### Votre objectif
Transcrivez sans rien modifier le passage du texte sur la COVID-19 au Québec qui va de « Résultat, la CAQ » à « protéger les travailleurs? », ces deux segments compris.

### Passage présenté
= = = = =

La propagation de la COVID-19 progresse rapidement au Québec. Un scénario du ministère de la Santé envisage même la possibilité d’avoir à traiter 400 000 cas et la mort de 24 000 personnes. Mais la crise n’est pas que sanitaire. Des milliers, peut-être déjà des centaines de milliers de travailleurs québécois se trouvent sans emploi. Avec un Québécois sur deux qui vit d’un chèque de paye à l’autre et qui est à 200$ de ne pas pouvoir arriver, des centaines de milliers de travailleurs se retrouveront rapidement dans la misère. 

Actuellement, la population est généralement satisfaite de la réponse du gouvernement de François Legault face à la crise, à hauteur de 85%. Cela s’explique par le fait que Legault a mis en place des mesures rapidement si on compare aux réactions (ou à l’absence de réaction) criminelles des classes dirigeantes canadienne, américaine, italienne, britannique, française, etc. Sous pression, la CAQ a également suspendu le paiement des dettes étudiantes pour six mois et les expulsions de locataires par la Régie du logement, le temps de l’état d’urgence sanitaire. 

Résultat, la CAQ surfe maintenant sur un taux d’appui de 46%. Le directeur national de la santé publique, Horacio Arruda, est considéré comme un héros et fait l’objet de nombreux « memes » qui le glorifient. Mais les mesures prises par la CAQ ont-elles été suffisantes? Et pouvons-nous véritablement compter sur la CAQ pour protéger les travailleurs? 

Une gestion de crise exemplaire, vraiment?

Dès le 13 mars, le gouvernement a annoncé la fermeture des écoles et l’interdiction des rassemblements de plus de 250 personnes. Rapidement, il a ordonné la fermeture des bars, des cinémas et d’autres lieux de rassemblements. Cependant, à cette étape, il jugeait que la fermeture des tours à bureaux et d’autres lieux où des centaines de travailleurs se côtoient n’était pas souhaitable. « Je pense que c’est important que les gens continuent de travailler. » avait-t-il annoncé.

Le lendemain des fermetures, Legault a annoncé l’adoption d’un Programme d’aide temporaire aux travailleurs touchés par le nouveau coronavirus (PATT), une mesure qui coûterait environ 150 millions de dollars. Ce programme n’offre que 573$ par semaine pour deux à quatre semaines, un montant à peine plus élevé que le salaire minimum. Néanmoins, plusieurs travailleurs qui venaient tout juste de perdre leur revenu pensaient alors que le gouvernement leur venait en aide. Au contraire : le programme ne fournit une aide qu’à ceux qui sont forcés de rester à la maison, par exemple parce qu’ils reviennent de voyage ou parce qu’ils ont des symptômes ou ont contracté le virus. Mais de nombreux travailleurs précaires ne sont pas dans cette situation. En fait, la vaste majorité ont plutôt été mis à pied, voient leurs heures réduites ou ont carrément perdu leur emploi. Et pourtant, tous ces travailleurs sont inadmissibles au PATT. Ce programme insuffisant ne touche donc que très peu de personnes.Concrètement, Legault n’a à peu près rien fait pour les centaines de milliers de travailleurs qui sont maintenant en congé sans solde, au chômage ou au bord de l’être.

= = = = =

(Éléments de données enregistrés)
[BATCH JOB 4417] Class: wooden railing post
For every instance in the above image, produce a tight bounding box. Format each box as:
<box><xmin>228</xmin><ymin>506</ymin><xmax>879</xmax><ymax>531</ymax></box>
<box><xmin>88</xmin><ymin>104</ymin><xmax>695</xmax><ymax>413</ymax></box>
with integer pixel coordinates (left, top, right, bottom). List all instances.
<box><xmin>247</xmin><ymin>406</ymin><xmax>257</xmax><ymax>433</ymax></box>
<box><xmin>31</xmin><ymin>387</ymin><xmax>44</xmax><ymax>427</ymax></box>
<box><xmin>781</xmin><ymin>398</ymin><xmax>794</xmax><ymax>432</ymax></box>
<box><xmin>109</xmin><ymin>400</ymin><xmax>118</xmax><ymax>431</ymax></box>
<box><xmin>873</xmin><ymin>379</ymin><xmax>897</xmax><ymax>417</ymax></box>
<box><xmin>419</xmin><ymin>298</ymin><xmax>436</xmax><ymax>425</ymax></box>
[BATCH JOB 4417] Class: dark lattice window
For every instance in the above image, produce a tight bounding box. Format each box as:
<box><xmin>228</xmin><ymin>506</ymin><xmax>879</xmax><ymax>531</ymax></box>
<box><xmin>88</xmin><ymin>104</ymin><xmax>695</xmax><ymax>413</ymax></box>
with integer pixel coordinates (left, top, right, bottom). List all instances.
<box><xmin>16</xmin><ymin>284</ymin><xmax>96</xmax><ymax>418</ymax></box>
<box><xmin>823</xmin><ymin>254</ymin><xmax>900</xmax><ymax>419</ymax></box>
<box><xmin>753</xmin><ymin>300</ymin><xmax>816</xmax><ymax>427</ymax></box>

= = = = =

### Solution de la tâche
Résultat, la CAQ surfe maintenant sur un taux d’appui de 46%. Le directeur national de la santé publique, Horacio Arruda, est considéré comme un héros et fait l’objet de nombreux « memes » qui le glorifient. Mais les mesures prises par la CAQ ont-elles été suffisantes? Et pouvons-nous véritablement compter sur la CAQ pour protéger les travailleurs?